WORK TASK: Print the listing below exactly.

DATA SUPPLIED:
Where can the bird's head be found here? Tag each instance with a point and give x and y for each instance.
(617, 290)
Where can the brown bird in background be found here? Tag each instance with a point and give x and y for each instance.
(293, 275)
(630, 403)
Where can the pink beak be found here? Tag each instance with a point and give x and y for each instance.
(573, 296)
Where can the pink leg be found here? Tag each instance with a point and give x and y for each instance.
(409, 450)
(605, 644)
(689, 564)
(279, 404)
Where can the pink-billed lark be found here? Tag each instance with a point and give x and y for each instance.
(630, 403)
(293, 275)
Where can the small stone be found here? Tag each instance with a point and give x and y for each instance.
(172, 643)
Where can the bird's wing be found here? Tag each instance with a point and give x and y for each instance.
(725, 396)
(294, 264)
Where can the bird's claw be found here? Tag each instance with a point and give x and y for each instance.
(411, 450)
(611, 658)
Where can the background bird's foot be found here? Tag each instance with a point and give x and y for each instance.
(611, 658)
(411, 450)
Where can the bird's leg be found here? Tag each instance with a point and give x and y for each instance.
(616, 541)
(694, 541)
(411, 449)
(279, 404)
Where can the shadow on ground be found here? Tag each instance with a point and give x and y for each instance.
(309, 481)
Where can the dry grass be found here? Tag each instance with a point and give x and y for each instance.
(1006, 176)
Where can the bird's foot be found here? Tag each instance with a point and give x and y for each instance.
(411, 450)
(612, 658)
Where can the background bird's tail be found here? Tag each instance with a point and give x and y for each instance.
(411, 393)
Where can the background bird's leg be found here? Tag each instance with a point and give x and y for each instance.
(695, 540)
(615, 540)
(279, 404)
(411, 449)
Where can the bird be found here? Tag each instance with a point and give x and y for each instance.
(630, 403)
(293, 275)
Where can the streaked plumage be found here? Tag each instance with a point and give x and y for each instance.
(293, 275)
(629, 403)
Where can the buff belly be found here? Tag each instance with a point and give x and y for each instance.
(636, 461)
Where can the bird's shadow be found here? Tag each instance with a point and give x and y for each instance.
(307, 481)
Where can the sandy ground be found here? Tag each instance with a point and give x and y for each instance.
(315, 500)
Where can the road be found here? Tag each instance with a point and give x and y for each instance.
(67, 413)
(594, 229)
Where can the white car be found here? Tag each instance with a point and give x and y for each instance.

RESPONSE TO THE EXERCISE:
Where can the bird's head be found here? Tag each instance with a point and give x and y for each instance.
(617, 290)
Where can the brown bird in background be found here? Tag each instance with a point and give x and y for each instance.
(293, 275)
(630, 403)
Where can the pink beak be found here? Tag each instance with a point and give x and y for each instance.
(573, 296)
Where can the pink leg be found here? Tag each instance with a point and give x and y for each instance.
(409, 450)
(605, 644)
(689, 564)
(279, 404)
Where can the pink-billed lark be found here? Tag each instance with a point and give x and y for each instance.
(630, 403)
(293, 275)
Where can the small stone be found here? Tag each instance with a point and give x and y for each instance.
(172, 643)
Where can the bird's wing be found here? Tag each instance with a point and give x and y for each instance.
(725, 396)
(294, 264)
Where can the bird's claw be found here? Tag each instance with a point and give x and y for each instance.
(411, 450)
(611, 658)
Where can the background bird's foot be found here? Tag each instance with a point and give x and y for each instance.
(611, 658)
(411, 450)
Where can the bird's leg be found here? Tag each instance with a point and give x and y for each instance.
(616, 541)
(694, 541)
(411, 449)
(279, 404)
Where can the shadow on ground be found here? Tag each instance with a point and give x and y for each instance.
(309, 481)
Where can the dry grass be found here? Tag each instance with a point and give x and y for each instance.
(1006, 176)
Where can the bird's foot be found here? Tag each instance with a point and give x and y for each instance.
(411, 450)
(612, 658)
Where can the background bird's tail be found here? Tag each instance with a point and give x and y for each instance.
(411, 393)
Where can the background bird's leg be found here? Tag each instance with a point and give x and y for each instance.
(695, 540)
(615, 540)
(279, 404)
(411, 449)
Where can the bird be found here? Tag each instance with a point and give x and y for each instance.
(630, 403)
(293, 275)
Where can the streaked plumage be found here? Tag each instance with a point and give x and y for each instance.
(293, 275)
(629, 403)
Where can the buff belly be found here? Tag each instance with a point and give x and y for each instance.
(636, 461)
Where can the bird's shadow be found here? Tag each instance with a point and give x and y for each instance.
(307, 481)
Where can the sandy ground be found here? Tag each instance with a point and give x and y for each instance.
(315, 500)
Where can the road be found here? Tag each instance with a point and give x and y for each instance.
(67, 413)
(594, 229)
Where can the white car be found here? Tag each instance with a point and give x and y for each instance.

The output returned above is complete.